EXERCISE TASK
Update the items below by replacing every occurrence of "would you draw a box around" with "would you mark" and leaving all other text unchanged. Omit the pictures from your answer.

DATA FOR THIS EXERCISE

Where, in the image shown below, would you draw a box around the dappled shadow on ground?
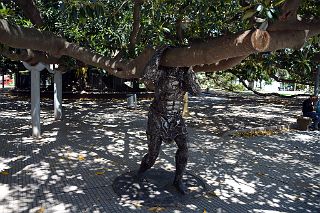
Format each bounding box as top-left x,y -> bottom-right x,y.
187,93 -> 303,135
0,92 -> 320,213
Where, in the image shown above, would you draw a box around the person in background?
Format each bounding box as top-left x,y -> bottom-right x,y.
302,95 -> 320,130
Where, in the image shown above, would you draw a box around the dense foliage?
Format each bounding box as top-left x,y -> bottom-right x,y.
0,0 -> 320,92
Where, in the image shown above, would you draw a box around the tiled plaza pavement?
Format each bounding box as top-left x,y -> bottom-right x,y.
0,92 -> 320,213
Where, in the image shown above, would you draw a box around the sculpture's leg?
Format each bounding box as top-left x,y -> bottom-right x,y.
173,135 -> 188,194
138,135 -> 162,175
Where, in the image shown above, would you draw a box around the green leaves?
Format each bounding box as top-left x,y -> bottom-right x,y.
242,9 -> 257,20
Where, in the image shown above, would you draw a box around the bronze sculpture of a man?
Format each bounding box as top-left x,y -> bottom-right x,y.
138,46 -> 200,194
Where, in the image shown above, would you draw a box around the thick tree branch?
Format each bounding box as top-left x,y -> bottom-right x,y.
193,55 -> 248,72
14,0 -> 43,26
269,73 -> 314,86
0,19 -> 320,78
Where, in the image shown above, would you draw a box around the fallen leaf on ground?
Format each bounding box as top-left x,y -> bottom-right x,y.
148,206 -> 166,212
256,172 -> 266,176
78,155 -> 85,161
206,191 -> 218,197
96,171 -> 105,175
36,207 -> 45,213
0,171 -> 10,175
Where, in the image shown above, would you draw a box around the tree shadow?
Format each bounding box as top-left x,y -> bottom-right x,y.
0,92 -> 320,212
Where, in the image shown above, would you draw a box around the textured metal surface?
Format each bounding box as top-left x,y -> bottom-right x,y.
138,46 -> 201,193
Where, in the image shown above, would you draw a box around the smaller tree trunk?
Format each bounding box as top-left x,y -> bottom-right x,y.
314,65 -> 320,96
182,92 -> 190,117
1,69 -> 4,89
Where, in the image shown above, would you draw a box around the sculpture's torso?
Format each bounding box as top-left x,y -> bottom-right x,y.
152,69 -> 186,117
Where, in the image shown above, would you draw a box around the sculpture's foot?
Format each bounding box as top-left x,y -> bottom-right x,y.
173,181 -> 187,195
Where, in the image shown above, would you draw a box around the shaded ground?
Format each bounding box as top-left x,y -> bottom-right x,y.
0,90 -> 320,213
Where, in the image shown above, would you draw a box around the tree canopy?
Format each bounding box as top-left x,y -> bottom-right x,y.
0,0 -> 320,86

RIGHT ANSWER
Where, in the image shown below, would you mark the dappled shadow on ground?
Format each bounding box as top-left x,y -> bottom-right x,y.
187,93 -> 303,135
0,92 -> 320,213
Where, in the image shown above, would you mark the person in background?
Format each bounding box as top-left x,y -> bottom-right x,y.
302,95 -> 320,130
Where, in the image shown above, would you mark the dense foliage?
Format each bounding box as top-left x,y -> bottom-right x,y.
0,0 -> 320,92
Where, in the image shown above, would you mark the tiled plaza pavement?
Format each bounding box as top-left x,y -> bottom-right x,y.
0,92 -> 320,213
Where, in the image shown above, would you mark the sculpture's leg?
Format each bounding box as top-left x,y -> bottom-right x,y.
173,135 -> 188,194
138,135 -> 162,175
Where, in the image shown above, would you mark the green leaves?
Format each bounding box as top-left x,y -> bottom-right x,y.
242,9 -> 257,20
Where, in the image shown above, would you mark the bronze sculpture of a man?
Format each bounding box as top-left x,y -> bottom-right x,y.
138,46 -> 200,194
Where, in the image shown above, would you mark the thick tree branch?
Format each bounding box as top-left x,y -> bottom-right x,y.
193,55 -> 248,72
14,0 -> 43,26
269,73 -> 314,86
0,19 -> 320,78
Where, in the image shown above, would you mark the fallen leaf on ground?
Format each bounding box as top-left x,y -> bottom-right x,y.
148,206 -> 166,212
256,172 -> 266,176
78,155 -> 85,161
206,191 -> 218,197
96,171 -> 105,175
36,207 -> 45,213
0,171 -> 10,175
Where, in the image shown above, would you mark the tree shadow?
Format each bounding box as top-left x,y -> bottom-right x,y.
0,92 -> 320,212
Where, in the image shown above, would you mark the textured metal surface?
Format each bounding box as top-left x,y -> bottom-right x,y.
138,46 -> 201,193
Where, in the image shown above, would you mark the smaller tree trunk?
Format each bounding box as top-left x,y -> bottom-right x,y.
314,65 -> 320,96
182,92 -> 190,117
1,69 -> 4,89
Where, in the image shown above, would you mark the sculpture's torso?
Format each bounding box as top-left x,y -> bottom-right x,y.
152,69 -> 186,117
Where, in the image shown above, would you mark the sculpture's foot?
Format each bounding box as top-left x,y -> bottom-right x,y.
173,181 -> 187,195
Where, in the image shown above, would you mark the shaded ground?
Format each bounding box as top-left x,y -> bottom-right x,y.
0,90 -> 320,213
Where, in the image shown above, would you mark the tree canopy?
Format each bounding box as top-left x,y -> bottom-right x,y.
0,0 -> 320,86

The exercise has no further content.